SELECTED EXTRACT

EDITORIAL: Pa. State System takes right step to curbing crazy tuition rates

The Tribune-Review, Greensburg
·2 min read

Apr. 18—There is a lot of talk about how to handle student loan debt.

There are the loans the students take out. There are the loans the parents take out to help. The Federal Reserve estimates Americans have about $1.7 trillion in student loan debt.

Student loans are an overwhelming burden that makes people a third less likely to get a mortgage or car financing. It can affect the apartment someone is able to afford. It can ruin credit, making it hard to get a job.

But it's an unfortunate fact of life for people who have to get loans to afford the education that gets them certain jobs.

Penn State President Eric Barron frequently has said the best way to control student debt is keeping students on the path to finishing in four years rather than five or six.

He is almost right.

The best way to control debt is to reel in the explosive growth of tuition over the past 20 years.

U.S. News & World Report has pegged tuition growth over that period at an average of 144%. Pennsylvania is among the most expensive in the nation — in part because of the number of large research universities and well-respected (read: pricey) private colleges. Pitt and Penn State have relatively high in-state tuition; Carnegie Mellon ranks among the more expensive schools in the nation.

DATASET SECTION
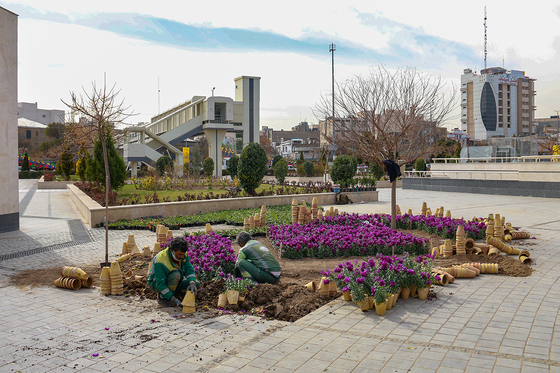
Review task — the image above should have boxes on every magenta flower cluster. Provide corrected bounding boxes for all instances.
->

EXERCISES TO COMPLETE
A - According to the editorial on tuition, what average tuition growth over the past 20 years has U.S. News & World Report pegged?
B - Please continue the editorial on tuition, starting after its closing sentence about Carnegie Mellon.

ANSWERS PROVIDED
A - An average of 144%.

B -
In recent years, the schools have tried to keep those costs from escalating. Penn State has frozen tuition at several campuses — sometimes all of them — for most of the past six years. Pitt did the same in 2020. In February, Carnegie Mellon announced a 2021-22 freeze of its $57,560 annual cost for undergraduates.

Now, the 14 universities of the Pennsylvania State System of Higher Education are doing the same. The Board of Governors made that announcement Thursday, holding tuition at $7,716 per year — or $319 per credit at Indiana University of Pennsylvania — for the coming year.

For many taking this step this year or last, there was a thought toward the fallout of the coronavirus pandemic. That is a huge, global issue and should be considered seriously.

The universities also should be looking at the pause on the ravenous expansion of tuition because of the domino effect it has on students, their families and the economy.

Universities are economic engines that can drive their communities and their states in positive directions. The major colleges and smaller schools of Pennsylvania do that every day.

But they also have the ability to model compassion, restraint and fiscal responsibility. Tuition control — and perhaps, someday, a decrease — is a good way to do that.